START RECORDS TO USE
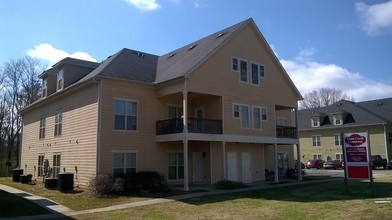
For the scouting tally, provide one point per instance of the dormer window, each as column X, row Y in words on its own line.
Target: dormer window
column 337, row 120
column 60, row 79
column 315, row 121
column 44, row 91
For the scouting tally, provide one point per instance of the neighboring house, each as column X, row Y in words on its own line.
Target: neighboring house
column 218, row 108
column 320, row 128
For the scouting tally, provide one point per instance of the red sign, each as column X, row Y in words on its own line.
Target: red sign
column 356, row 155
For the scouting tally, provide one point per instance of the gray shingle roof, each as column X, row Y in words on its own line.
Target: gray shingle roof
column 355, row 114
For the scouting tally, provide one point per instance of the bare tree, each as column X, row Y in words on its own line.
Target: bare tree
column 323, row 97
column 19, row 87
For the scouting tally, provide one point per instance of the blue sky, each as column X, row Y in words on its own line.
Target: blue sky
column 339, row 44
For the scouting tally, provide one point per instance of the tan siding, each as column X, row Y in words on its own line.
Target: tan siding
column 77, row 144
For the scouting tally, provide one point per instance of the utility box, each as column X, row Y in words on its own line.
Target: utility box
column 65, row 182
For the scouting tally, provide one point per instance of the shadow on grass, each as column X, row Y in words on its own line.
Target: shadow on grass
column 306, row 192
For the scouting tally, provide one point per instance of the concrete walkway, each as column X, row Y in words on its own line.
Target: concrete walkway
column 61, row 212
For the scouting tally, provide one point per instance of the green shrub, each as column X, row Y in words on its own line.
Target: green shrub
column 228, row 184
column 101, row 184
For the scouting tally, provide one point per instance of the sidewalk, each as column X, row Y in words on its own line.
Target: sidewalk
column 61, row 212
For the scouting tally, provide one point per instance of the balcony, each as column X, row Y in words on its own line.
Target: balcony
column 286, row 132
column 205, row 126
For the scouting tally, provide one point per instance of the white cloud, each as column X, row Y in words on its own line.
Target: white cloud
column 375, row 18
column 310, row 75
column 144, row 5
column 48, row 53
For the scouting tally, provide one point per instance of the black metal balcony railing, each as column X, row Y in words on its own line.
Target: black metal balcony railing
column 286, row 132
column 205, row 126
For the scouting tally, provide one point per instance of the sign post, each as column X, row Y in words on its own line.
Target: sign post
column 357, row 156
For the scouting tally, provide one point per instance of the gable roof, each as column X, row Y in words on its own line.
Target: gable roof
column 355, row 114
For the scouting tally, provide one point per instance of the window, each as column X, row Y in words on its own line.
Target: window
column 316, row 140
column 315, row 122
column 339, row 157
column 234, row 64
column 60, row 79
column 42, row 123
column 255, row 74
column 390, row 137
column 337, row 120
column 40, row 167
column 56, row 165
column 243, row 71
column 44, row 88
column 337, row 140
column 236, row 111
column 176, row 165
column 125, row 115
column 263, row 114
column 317, row 156
column 124, row 163
column 58, row 121
column 256, row 117
column 175, row 112
column 244, row 116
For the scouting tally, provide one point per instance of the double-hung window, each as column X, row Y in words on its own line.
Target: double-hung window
column 58, row 121
column 243, row 71
column 124, row 163
column 56, row 165
column 125, row 115
column 42, row 124
column 337, row 140
column 316, row 140
column 256, row 117
column 176, row 165
column 60, row 79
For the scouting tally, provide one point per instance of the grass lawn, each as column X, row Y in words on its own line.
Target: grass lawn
column 14, row 206
column 327, row 200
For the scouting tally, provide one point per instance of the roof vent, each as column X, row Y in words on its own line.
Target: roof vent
column 191, row 47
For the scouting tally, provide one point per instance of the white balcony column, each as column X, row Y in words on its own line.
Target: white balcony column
column 276, row 163
column 299, row 163
column 185, row 138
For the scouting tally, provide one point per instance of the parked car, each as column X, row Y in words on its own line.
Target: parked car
column 378, row 161
column 389, row 165
column 332, row 164
column 315, row 164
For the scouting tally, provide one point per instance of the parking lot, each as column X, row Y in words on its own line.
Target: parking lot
column 340, row 172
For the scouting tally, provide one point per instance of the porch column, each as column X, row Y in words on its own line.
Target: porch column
column 276, row 163
column 299, row 163
column 298, row 147
column 224, row 159
column 185, row 138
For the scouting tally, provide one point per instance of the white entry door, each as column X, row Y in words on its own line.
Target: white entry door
column 232, row 166
column 197, row 167
column 246, row 167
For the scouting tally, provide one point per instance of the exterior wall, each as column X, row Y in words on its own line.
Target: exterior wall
column 76, row 145
column 217, row 69
column 328, row 147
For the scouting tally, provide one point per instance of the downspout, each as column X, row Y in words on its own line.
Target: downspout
column 386, row 142
column 98, row 150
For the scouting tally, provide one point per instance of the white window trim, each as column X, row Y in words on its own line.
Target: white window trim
column 316, row 141
column 137, row 114
column 261, row 117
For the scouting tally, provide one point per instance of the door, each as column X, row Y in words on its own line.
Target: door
column 199, row 115
column 232, row 166
column 197, row 167
column 246, row 167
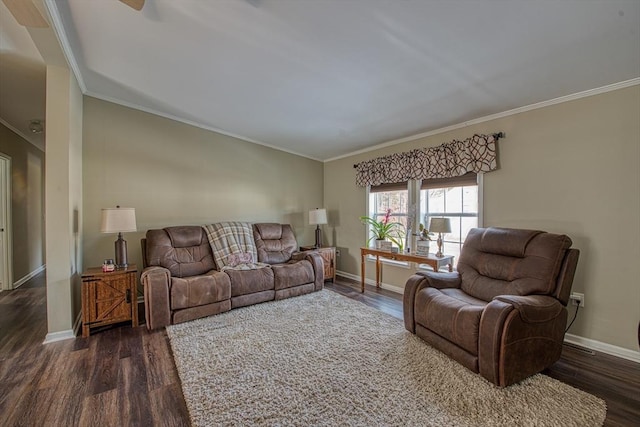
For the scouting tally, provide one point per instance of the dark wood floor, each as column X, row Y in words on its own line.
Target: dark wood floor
column 126, row 377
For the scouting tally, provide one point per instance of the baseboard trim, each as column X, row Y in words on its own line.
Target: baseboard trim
column 59, row 336
column 29, row 276
column 77, row 324
column 613, row 350
column 356, row 279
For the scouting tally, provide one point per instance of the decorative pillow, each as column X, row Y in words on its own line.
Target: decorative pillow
column 234, row 260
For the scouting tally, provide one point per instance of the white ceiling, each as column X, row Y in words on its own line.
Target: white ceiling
column 325, row 78
column 22, row 79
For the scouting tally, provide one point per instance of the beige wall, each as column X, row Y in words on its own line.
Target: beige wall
column 176, row 174
column 27, row 202
column 63, row 187
column 569, row 168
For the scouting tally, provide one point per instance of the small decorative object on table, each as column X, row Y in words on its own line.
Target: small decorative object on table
column 108, row 265
column 424, row 238
column 440, row 225
column 385, row 232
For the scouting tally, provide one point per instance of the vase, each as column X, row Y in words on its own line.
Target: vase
column 422, row 247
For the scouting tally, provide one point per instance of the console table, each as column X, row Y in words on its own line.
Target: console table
column 432, row 260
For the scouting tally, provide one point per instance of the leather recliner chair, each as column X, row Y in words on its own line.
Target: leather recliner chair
column 503, row 313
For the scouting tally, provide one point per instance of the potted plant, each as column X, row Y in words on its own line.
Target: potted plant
column 424, row 237
column 385, row 231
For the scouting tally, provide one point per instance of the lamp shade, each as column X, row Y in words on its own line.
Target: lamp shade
column 318, row 216
column 440, row 225
column 118, row 220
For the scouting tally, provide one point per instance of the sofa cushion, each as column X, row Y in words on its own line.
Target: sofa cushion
column 245, row 282
column 451, row 314
column 275, row 242
column 294, row 273
column 184, row 251
column 199, row 290
column 499, row 261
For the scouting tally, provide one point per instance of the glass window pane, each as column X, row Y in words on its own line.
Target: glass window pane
column 436, row 200
column 453, row 199
column 454, row 236
column 470, row 199
column 467, row 224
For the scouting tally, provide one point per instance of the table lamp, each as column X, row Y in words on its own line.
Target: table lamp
column 119, row 220
column 440, row 225
column 318, row 217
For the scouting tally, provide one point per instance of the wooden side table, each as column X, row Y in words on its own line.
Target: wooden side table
column 328, row 255
column 432, row 260
column 109, row 298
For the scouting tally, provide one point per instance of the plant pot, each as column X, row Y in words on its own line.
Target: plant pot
column 422, row 247
column 383, row 245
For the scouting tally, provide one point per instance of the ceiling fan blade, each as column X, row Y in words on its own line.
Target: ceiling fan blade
column 136, row 4
column 26, row 13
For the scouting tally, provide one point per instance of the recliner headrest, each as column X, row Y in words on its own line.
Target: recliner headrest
column 185, row 236
column 504, row 241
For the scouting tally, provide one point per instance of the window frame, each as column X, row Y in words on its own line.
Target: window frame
column 478, row 215
column 371, row 213
column 414, row 188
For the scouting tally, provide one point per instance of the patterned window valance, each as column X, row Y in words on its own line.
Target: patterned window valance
column 476, row 154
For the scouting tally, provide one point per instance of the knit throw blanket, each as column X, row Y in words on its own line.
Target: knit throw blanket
column 233, row 246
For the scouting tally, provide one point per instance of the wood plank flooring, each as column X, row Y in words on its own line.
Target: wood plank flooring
column 125, row 376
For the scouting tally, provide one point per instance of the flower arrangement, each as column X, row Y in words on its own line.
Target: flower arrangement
column 424, row 233
column 385, row 229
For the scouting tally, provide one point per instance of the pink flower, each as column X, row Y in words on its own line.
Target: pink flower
column 385, row 220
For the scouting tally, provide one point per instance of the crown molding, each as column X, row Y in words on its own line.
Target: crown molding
column 542, row 104
column 20, row 134
column 58, row 29
column 195, row 124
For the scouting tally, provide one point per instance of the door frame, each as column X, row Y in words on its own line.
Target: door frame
column 5, row 205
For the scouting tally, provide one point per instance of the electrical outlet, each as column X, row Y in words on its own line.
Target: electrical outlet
column 577, row 299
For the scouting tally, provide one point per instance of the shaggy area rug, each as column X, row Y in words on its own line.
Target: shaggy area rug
column 325, row 360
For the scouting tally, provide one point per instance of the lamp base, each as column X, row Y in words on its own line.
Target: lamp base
column 121, row 252
column 439, row 254
column 318, row 237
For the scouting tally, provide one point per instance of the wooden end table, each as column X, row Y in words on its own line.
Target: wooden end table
column 328, row 255
column 431, row 260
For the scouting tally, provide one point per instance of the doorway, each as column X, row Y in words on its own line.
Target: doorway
column 6, row 276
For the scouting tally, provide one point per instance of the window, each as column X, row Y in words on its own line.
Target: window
column 457, row 199
column 389, row 196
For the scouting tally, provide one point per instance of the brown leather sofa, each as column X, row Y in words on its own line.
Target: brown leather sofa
column 502, row 314
column 181, row 281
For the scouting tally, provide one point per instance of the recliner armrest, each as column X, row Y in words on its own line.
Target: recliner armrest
column 156, row 282
column 534, row 308
column 442, row 280
column 318, row 265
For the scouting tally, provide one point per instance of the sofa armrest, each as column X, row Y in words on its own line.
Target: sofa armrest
column 441, row 280
column 156, row 282
column 534, row 308
column 318, row 267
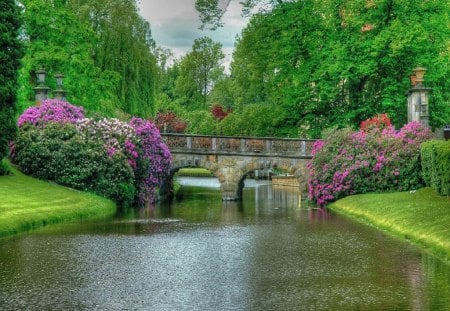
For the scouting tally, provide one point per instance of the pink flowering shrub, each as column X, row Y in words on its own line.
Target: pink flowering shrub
column 51, row 110
column 117, row 136
column 154, row 159
column 374, row 159
column 125, row 162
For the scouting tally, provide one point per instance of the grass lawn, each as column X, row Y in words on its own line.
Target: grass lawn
column 423, row 217
column 27, row 203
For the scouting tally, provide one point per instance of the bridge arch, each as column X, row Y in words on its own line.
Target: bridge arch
column 231, row 159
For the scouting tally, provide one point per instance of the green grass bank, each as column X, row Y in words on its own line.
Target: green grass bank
column 27, row 203
column 422, row 217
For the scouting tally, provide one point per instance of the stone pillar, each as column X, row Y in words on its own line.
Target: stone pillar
column 418, row 98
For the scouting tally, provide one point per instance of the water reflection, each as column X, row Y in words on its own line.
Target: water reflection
column 265, row 253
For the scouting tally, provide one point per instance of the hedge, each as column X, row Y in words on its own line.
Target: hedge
column 436, row 165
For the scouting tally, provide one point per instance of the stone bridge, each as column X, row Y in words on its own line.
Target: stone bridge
column 231, row 159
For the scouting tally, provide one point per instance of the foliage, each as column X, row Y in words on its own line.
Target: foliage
column 154, row 159
column 169, row 123
column 254, row 120
column 201, row 122
column 56, row 152
column 375, row 160
column 51, row 110
column 436, row 165
column 118, row 160
column 102, row 47
column 336, row 63
column 57, row 40
column 116, row 136
column 380, row 121
column 218, row 112
column 10, row 54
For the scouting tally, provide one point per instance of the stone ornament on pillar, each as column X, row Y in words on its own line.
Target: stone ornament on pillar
column 41, row 90
column 418, row 98
column 59, row 93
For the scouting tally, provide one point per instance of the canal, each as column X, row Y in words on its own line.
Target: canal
column 268, row 252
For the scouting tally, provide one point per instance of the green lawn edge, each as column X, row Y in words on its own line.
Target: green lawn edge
column 422, row 217
column 28, row 203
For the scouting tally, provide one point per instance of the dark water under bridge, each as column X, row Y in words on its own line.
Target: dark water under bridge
column 231, row 159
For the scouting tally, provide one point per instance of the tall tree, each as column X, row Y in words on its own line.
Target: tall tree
column 200, row 69
column 103, row 47
column 336, row 63
column 59, row 41
column 10, row 54
column 124, row 45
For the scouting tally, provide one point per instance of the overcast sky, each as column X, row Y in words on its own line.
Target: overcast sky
column 175, row 25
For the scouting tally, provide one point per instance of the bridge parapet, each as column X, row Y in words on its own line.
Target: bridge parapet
column 261, row 146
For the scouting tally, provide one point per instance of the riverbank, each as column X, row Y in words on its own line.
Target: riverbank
column 421, row 216
column 27, row 203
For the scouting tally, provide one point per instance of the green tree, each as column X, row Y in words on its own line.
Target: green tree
column 10, row 54
column 199, row 71
column 104, row 48
column 335, row 63
column 57, row 40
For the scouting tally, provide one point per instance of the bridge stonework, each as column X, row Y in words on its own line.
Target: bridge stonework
column 231, row 159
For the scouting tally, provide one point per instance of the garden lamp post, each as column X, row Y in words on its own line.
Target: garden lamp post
column 418, row 98
column 41, row 90
column 59, row 93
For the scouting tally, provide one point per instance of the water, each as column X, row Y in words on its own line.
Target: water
column 266, row 253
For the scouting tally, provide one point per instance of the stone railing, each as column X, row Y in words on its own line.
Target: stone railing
column 262, row 146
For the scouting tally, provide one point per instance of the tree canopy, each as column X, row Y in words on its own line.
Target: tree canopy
column 102, row 47
column 10, row 54
column 334, row 63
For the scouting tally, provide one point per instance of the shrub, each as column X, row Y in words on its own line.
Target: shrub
column 51, row 110
column 153, row 161
column 170, row 123
column 118, row 160
column 116, row 136
column 56, row 152
column 436, row 165
column 377, row 158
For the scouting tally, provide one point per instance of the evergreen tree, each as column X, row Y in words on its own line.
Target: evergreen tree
column 10, row 54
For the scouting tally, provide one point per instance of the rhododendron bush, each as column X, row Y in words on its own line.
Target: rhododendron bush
column 124, row 161
column 374, row 159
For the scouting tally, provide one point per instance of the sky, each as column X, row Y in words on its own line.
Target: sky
column 175, row 25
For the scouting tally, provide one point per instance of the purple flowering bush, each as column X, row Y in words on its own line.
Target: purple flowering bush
column 154, row 159
column 51, row 110
column 370, row 160
column 125, row 162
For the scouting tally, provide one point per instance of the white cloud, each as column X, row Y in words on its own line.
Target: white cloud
column 175, row 25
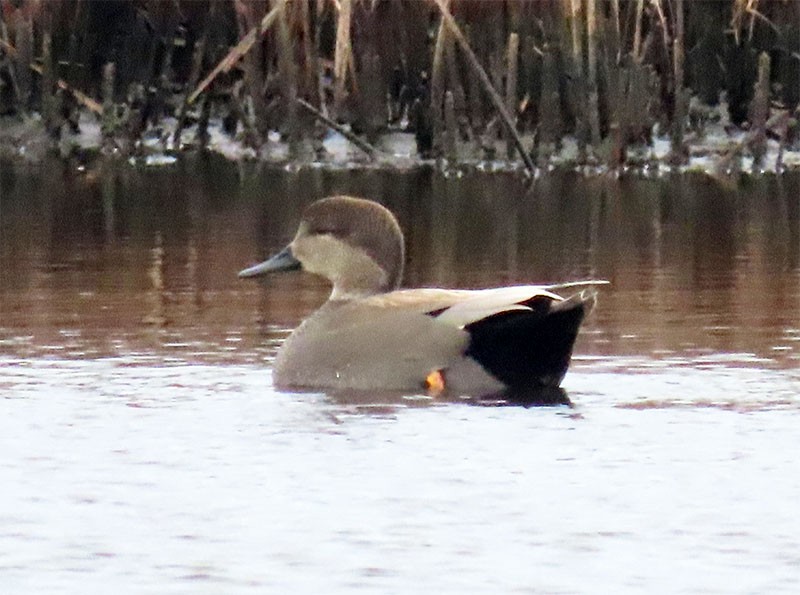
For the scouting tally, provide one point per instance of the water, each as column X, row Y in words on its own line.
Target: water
column 144, row 450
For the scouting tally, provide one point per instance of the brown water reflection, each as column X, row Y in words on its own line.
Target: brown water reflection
column 142, row 263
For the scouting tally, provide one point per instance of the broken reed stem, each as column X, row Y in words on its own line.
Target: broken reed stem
column 343, row 52
column 239, row 50
column 361, row 144
column 437, row 80
column 637, row 33
column 24, row 57
column 575, row 21
column 680, row 101
column 511, row 84
column 759, row 111
column 4, row 42
column 591, row 47
column 79, row 95
column 288, row 77
column 497, row 101
column 450, row 128
column 194, row 74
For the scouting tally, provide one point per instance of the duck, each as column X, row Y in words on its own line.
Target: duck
column 372, row 335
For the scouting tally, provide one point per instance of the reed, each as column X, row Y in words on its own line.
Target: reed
column 601, row 71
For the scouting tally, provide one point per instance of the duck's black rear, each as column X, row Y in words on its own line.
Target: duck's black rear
column 528, row 348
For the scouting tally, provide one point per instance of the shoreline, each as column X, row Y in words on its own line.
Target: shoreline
column 717, row 150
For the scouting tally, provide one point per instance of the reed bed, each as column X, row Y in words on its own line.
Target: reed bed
column 517, row 79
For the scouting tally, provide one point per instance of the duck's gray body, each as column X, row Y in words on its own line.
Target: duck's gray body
column 370, row 335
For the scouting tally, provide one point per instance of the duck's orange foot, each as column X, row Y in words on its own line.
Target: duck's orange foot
column 435, row 383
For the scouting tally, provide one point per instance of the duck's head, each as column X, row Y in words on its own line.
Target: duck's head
column 355, row 243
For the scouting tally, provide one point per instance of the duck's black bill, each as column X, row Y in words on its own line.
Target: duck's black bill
column 282, row 261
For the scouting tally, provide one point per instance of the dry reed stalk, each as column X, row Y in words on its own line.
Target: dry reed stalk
column 437, row 81
column 4, row 42
column 497, row 101
column 48, row 84
column 451, row 128
column 24, row 57
column 474, row 88
column 680, row 98
column 637, row 34
column 759, row 111
column 511, row 83
column 288, row 74
column 310, row 74
column 343, row 52
column 617, row 43
column 741, row 9
column 239, row 50
column 662, row 19
column 108, row 123
column 360, row 143
column 194, row 73
column 81, row 97
column 591, row 50
column 574, row 11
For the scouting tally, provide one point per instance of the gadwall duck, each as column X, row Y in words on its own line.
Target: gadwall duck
column 371, row 335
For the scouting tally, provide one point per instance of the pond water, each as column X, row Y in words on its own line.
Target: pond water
column 144, row 450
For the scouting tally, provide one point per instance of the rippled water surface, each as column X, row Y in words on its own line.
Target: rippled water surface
column 144, row 450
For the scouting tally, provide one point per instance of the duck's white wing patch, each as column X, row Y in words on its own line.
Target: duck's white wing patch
column 487, row 302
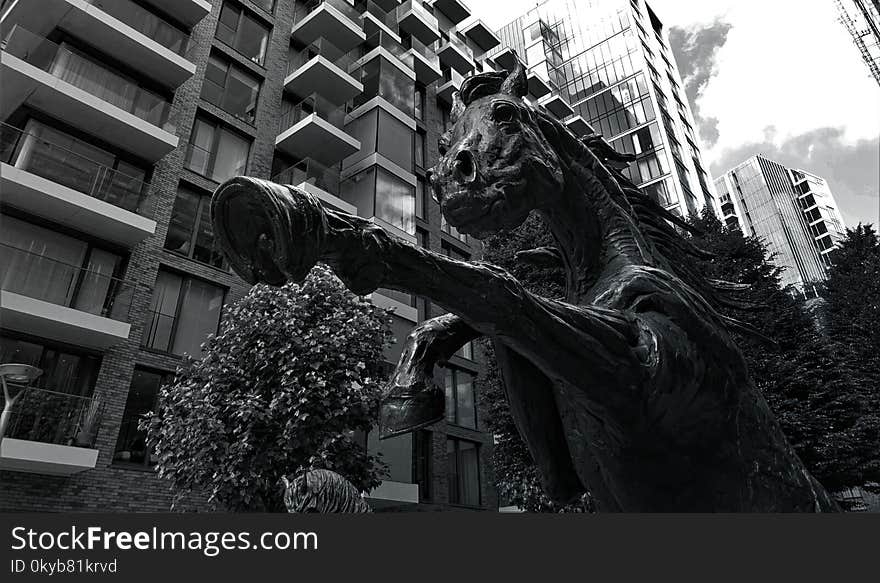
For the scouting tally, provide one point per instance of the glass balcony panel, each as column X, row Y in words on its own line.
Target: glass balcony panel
column 57, row 418
column 146, row 23
column 41, row 157
column 92, row 290
column 309, row 171
column 81, row 71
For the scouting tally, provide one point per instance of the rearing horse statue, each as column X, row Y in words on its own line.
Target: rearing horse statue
column 632, row 388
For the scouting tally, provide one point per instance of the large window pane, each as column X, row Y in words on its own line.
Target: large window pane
column 131, row 445
column 395, row 201
column 231, row 158
column 199, row 316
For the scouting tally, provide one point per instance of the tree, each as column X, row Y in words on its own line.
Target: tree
column 817, row 385
column 293, row 373
column 516, row 476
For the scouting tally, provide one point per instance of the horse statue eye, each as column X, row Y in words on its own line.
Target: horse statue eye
column 505, row 113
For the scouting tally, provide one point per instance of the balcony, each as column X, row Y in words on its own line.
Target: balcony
column 413, row 18
column 507, row 59
column 83, row 93
column 425, row 62
column 450, row 83
column 51, row 433
column 311, row 129
column 188, row 12
column 556, row 105
column 579, row 126
column 50, row 181
column 128, row 31
column 323, row 69
column 335, row 20
column 480, row 34
column 376, row 18
column 318, row 180
column 68, row 303
column 455, row 53
column 455, row 10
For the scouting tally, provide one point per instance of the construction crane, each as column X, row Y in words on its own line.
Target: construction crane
column 863, row 23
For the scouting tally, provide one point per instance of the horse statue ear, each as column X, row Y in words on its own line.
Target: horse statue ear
column 516, row 84
column 458, row 107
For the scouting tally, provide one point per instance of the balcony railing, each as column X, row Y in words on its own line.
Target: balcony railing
column 311, row 172
column 417, row 46
column 321, row 47
column 43, row 278
column 313, row 104
column 36, row 155
column 58, row 418
column 417, row 7
column 456, row 41
column 303, row 10
column 88, row 75
column 146, row 23
column 387, row 18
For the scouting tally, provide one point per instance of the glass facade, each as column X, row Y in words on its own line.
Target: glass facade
column 760, row 197
column 603, row 57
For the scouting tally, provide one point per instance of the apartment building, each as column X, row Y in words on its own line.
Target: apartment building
column 792, row 211
column 119, row 119
column 607, row 65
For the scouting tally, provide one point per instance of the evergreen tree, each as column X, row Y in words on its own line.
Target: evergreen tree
column 818, row 386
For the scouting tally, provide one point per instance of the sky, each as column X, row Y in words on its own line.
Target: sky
column 780, row 78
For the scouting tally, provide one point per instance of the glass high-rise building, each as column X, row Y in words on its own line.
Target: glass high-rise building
column 793, row 212
column 607, row 65
column 862, row 20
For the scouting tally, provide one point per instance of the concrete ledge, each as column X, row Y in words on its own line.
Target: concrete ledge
column 21, row 455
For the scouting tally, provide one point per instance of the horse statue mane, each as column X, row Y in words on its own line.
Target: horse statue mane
column 632, row 389
column 323, row 492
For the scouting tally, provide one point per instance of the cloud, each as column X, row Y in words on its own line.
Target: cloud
column 850, row 169
column 696, row 49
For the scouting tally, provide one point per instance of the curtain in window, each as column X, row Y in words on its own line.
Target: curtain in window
column 163, row 308
column 39, row 263
column 469, row 468
column 231, row 158
column 199, row 316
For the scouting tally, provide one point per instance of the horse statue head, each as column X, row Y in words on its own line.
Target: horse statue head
column 497, row 164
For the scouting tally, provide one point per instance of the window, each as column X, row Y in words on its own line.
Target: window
column 131, row 445
column 395, row 201
column 463, row 472
column 419, row 150
column 231, row 89
column 216, row 152
column 460, row 403
column 422, row 455
column 243, row 33
column 191, row 232
column 422, row 198
column 64, row 371
column 49, row 266
column 183, row 312
column 420, row 102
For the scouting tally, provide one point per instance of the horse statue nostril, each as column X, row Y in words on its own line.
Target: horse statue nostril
column 465, row 166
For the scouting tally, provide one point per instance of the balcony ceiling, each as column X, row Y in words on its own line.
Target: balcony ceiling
column 25, row 83
column 328, row 22
column 455, row 10
column 90, row 23
column 324, row 78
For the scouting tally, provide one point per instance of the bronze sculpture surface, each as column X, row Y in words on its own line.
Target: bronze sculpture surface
column 322, row 492
column 632, row 388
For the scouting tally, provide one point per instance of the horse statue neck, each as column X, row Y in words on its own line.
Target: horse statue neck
column 595, row 236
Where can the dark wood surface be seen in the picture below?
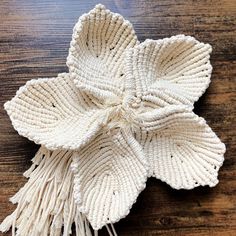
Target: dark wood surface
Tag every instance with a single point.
(34, 41)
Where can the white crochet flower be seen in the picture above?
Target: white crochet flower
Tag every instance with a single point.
(125, 109)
END RECORDS TO USE
WHAT YOU ARE ASKED TO DO
Output the lines, exactly: the first line of the entries above, every line after it, and the line with "of the neighboring" as the last. No pictures.

THE ANSWER
For the scouting tally, provide one point per instance of the dormer window, each as column X, row Y in words on its own line.
Target: dormer window
column 337, row 120
column 60, row 79
column 315, row 121
column 44, row 91
For the scouting tally, provide one point per instance of the neighboring house, each as column X, row Y in words on its own line.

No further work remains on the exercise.